* Article
_____
# Greetings



## faina33 (Jul 19, 2021)

Greetings, New member here from IL.
I play on multiple instruments, and love world of music


----------



## Double Helix (Jul 19, 2021)

Good to have you aboard, @faina33 -- what sort of music inspires you?


----------



## faina33 (Jul 20, 2021)

Thanks you for your reply Double Helix I really enjoy ethnic music


----------



## doctoremmet (Jul 21, 2021)

Cool to have you on these boards. Would love to hear some of that music.


----------



## faina33 (Jul 21, 2021)

@doctoremmet I will defiantly be happy to share )
I have some interesting ideas but my Perfectionism each time induce me leave them out on shelf (


----------



## doctoremmet (Jul 21, 2021)

faina33 said:


> @doctoremmet I will defiantly be happy to share )
_____
* Entries provided
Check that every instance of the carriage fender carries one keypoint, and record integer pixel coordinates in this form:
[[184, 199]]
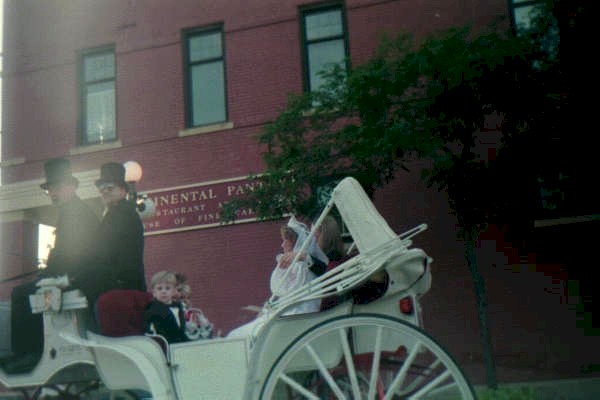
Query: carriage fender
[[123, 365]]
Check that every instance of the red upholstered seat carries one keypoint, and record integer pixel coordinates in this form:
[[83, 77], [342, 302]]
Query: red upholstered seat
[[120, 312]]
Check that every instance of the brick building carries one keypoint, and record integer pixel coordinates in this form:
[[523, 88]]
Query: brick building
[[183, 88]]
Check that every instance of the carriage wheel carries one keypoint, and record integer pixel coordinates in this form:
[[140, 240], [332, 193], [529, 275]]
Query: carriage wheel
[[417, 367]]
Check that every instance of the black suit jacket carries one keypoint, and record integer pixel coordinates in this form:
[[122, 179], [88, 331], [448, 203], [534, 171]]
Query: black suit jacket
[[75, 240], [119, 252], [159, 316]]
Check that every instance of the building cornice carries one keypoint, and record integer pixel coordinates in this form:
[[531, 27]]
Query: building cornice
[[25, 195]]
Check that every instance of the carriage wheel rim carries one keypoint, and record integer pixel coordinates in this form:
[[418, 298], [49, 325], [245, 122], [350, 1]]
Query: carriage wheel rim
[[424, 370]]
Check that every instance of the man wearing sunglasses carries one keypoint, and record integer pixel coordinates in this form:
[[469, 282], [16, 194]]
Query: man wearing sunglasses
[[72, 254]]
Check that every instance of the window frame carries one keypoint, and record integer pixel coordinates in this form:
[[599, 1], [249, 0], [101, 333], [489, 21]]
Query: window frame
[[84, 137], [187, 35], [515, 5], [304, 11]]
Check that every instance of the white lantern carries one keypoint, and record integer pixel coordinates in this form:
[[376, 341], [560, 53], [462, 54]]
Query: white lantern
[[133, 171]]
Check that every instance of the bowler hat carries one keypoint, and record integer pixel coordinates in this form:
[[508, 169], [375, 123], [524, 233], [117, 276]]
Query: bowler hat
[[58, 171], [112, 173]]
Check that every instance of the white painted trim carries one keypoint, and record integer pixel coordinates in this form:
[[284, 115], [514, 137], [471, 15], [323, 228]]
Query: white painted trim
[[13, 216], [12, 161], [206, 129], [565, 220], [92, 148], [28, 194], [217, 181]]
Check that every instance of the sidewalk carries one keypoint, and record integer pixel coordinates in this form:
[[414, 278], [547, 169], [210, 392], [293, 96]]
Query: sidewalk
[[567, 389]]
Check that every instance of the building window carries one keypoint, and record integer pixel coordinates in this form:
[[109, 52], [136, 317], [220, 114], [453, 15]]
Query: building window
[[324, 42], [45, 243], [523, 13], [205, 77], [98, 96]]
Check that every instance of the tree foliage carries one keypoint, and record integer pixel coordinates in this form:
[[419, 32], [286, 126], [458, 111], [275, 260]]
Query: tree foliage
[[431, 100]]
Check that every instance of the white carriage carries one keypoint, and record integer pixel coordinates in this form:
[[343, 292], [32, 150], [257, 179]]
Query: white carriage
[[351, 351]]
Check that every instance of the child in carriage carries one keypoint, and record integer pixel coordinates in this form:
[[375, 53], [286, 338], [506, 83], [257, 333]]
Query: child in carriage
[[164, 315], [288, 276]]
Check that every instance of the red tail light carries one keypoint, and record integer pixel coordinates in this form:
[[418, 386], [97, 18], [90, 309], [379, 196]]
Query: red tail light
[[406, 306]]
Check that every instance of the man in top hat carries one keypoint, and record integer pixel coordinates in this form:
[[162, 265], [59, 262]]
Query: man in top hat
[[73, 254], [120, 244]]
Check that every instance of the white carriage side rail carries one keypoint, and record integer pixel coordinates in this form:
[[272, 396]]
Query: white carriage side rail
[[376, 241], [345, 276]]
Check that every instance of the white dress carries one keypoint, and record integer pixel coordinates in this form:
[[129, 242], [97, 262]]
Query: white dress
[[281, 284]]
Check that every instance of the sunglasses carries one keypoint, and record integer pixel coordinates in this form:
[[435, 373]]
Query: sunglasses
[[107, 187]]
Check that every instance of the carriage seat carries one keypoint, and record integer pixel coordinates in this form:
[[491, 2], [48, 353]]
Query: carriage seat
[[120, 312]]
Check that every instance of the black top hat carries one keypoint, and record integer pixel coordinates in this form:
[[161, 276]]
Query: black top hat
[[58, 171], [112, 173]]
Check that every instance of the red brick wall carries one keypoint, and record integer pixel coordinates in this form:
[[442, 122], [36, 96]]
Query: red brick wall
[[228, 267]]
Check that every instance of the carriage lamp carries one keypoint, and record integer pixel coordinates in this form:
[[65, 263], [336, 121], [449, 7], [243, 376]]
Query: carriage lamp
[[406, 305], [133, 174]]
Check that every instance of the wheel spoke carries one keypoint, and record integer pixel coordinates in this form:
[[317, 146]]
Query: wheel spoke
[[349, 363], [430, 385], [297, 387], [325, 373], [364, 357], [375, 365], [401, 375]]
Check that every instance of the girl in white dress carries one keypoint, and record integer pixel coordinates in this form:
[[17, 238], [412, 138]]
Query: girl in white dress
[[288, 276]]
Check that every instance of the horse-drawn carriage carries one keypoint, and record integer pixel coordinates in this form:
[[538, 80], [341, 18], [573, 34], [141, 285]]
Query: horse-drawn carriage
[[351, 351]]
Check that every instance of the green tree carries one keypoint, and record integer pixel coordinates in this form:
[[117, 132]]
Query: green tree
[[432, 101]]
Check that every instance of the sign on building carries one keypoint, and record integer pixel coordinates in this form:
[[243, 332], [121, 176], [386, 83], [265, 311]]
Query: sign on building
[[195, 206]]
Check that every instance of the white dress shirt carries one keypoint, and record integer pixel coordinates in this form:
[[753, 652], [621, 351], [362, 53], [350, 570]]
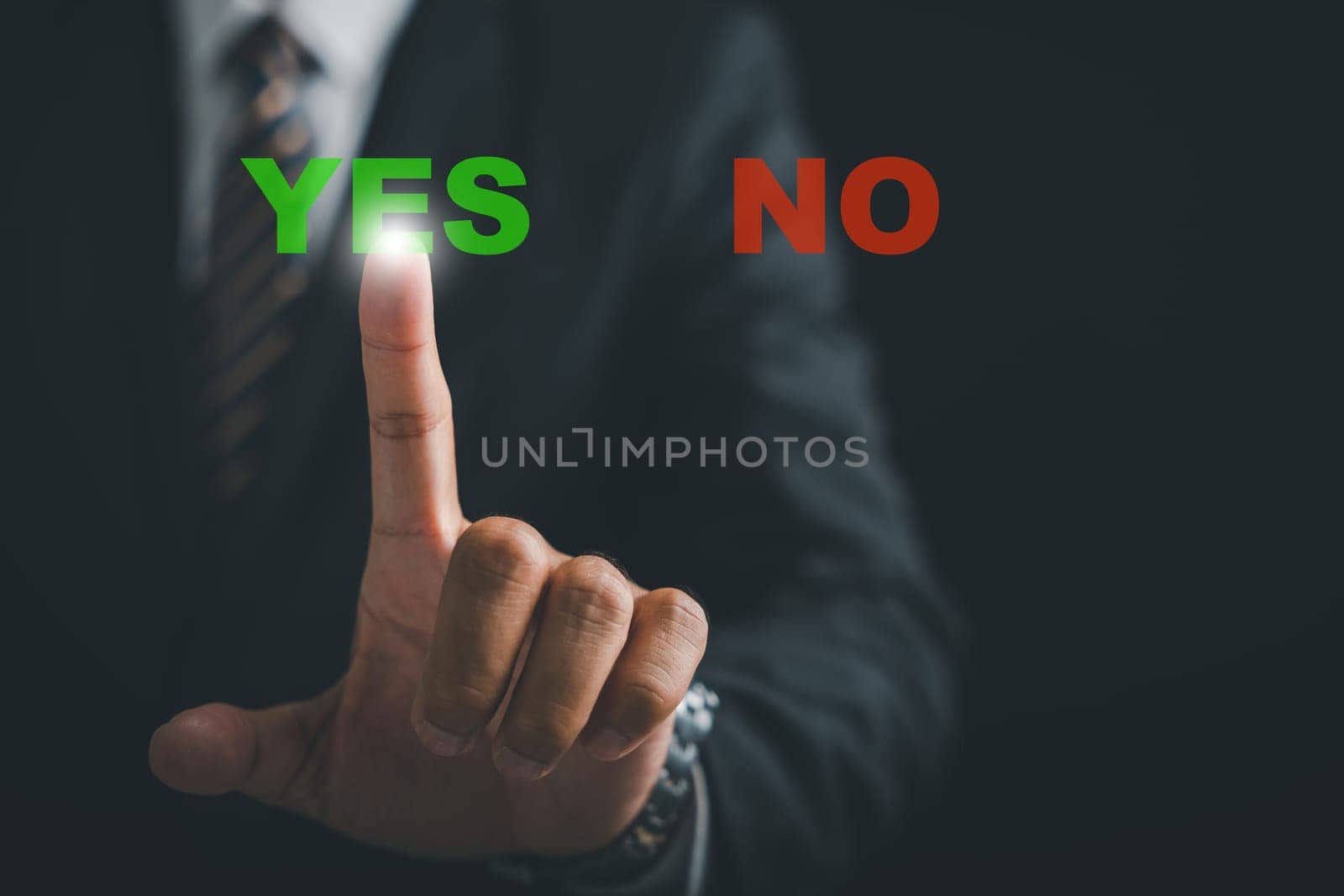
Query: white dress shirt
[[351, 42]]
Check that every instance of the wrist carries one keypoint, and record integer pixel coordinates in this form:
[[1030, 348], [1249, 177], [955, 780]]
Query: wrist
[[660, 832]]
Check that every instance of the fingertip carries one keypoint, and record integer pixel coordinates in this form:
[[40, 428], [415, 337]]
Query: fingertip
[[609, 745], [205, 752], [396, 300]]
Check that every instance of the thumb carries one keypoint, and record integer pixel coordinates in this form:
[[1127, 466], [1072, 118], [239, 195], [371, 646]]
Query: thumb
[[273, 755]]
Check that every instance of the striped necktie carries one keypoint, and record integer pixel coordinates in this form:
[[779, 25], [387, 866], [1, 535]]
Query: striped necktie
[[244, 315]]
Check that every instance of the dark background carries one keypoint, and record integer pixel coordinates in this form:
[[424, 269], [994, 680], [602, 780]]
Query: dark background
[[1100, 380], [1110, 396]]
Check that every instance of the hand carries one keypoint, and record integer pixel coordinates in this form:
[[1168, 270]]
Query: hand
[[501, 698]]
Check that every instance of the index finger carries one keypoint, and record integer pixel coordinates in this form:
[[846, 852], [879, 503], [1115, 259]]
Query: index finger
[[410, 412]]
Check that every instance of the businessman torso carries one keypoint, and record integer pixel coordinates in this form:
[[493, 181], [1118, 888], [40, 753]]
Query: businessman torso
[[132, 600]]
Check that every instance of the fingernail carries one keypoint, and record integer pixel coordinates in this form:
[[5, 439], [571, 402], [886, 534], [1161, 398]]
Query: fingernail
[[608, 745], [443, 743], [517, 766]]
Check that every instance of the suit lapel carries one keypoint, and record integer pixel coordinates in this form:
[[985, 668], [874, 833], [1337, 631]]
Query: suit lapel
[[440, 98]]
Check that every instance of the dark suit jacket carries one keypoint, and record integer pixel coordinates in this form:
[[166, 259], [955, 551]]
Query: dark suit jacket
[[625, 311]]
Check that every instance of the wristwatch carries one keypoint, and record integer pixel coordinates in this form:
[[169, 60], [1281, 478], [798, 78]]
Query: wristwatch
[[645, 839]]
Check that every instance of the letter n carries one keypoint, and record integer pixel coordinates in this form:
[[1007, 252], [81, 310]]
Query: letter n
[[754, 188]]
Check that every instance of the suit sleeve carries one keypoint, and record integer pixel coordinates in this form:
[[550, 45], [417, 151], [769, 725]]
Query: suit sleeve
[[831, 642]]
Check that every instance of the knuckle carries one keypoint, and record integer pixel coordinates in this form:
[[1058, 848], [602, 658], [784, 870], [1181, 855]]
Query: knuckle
_____
* Problems
- 1) In the forum thread, what kind of music does faina33 say they really enjoy?
- 2) Write out the part of the forum thread that opens with the words containing "## faina33 (Jul 20, 2021)" and closes with "of that music.", swapping "music" for "songs".
- 3) Which usernames post in the forum thread?
The data has nothing to do with what follows.

* Per-task answers
- 1) Ethnic music.

- 2)
## faina33 (Jul 20, 2021)

Thanks you for your reply Double Helix I really enjoy ethnic songs


----------



## doctoremmet (Jul 21, 2021)

Cool to have you on these boards. Would love to hear some of that songs.

- 3) faina33, Double Helix, doctoremmet